[Exercise] Without any images, output the records below verbatim.

[Entries provided]
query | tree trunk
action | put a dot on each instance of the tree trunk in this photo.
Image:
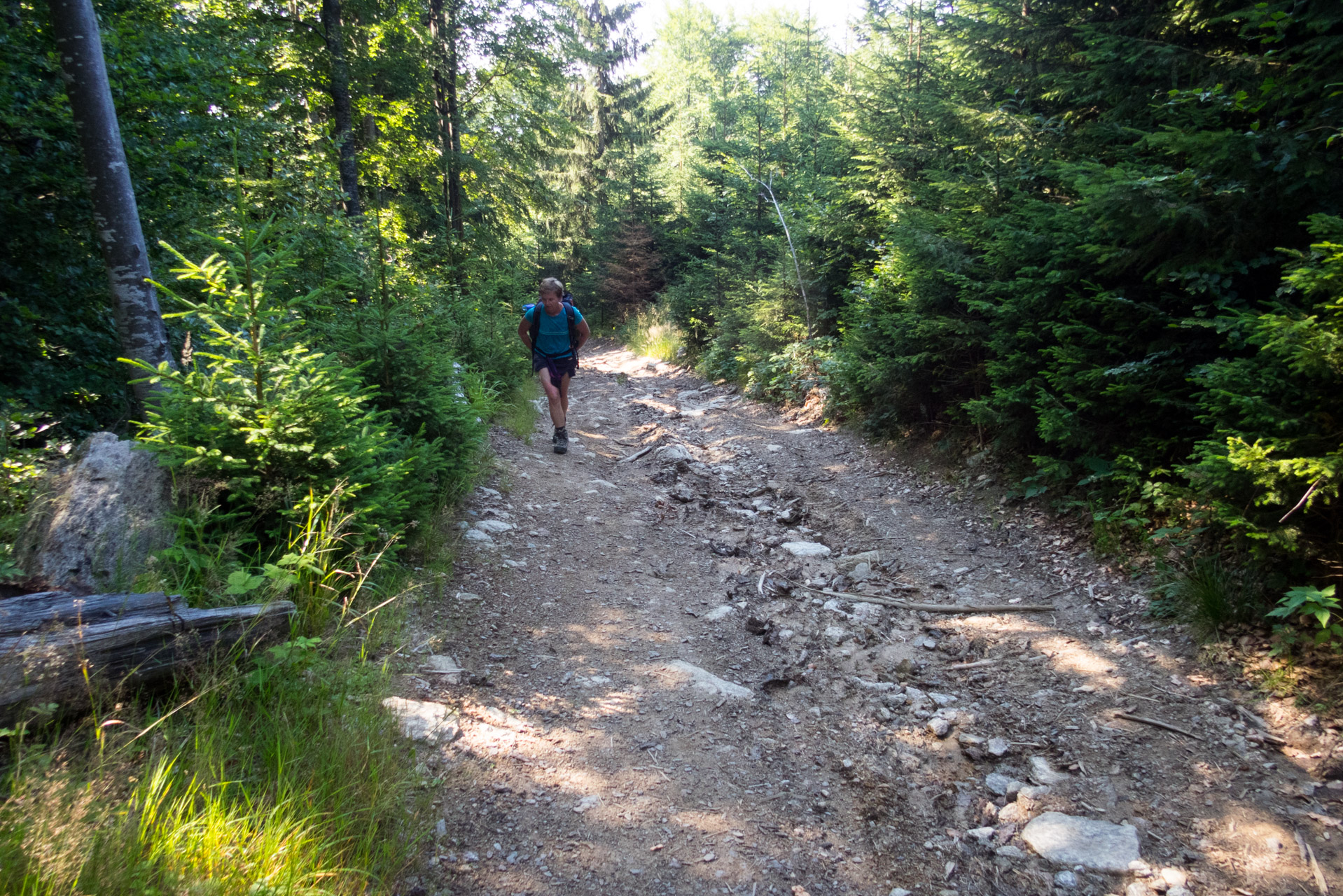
(436, 30)
(140, 324)
(454, 120)
(343, 131)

[Solution for this exercise]
query | tree trunk
action | put a dot on each instance of the tree trunk in this photo.
Image:
(436, 30)
(140, 324)
(454, 120)
(343, 131)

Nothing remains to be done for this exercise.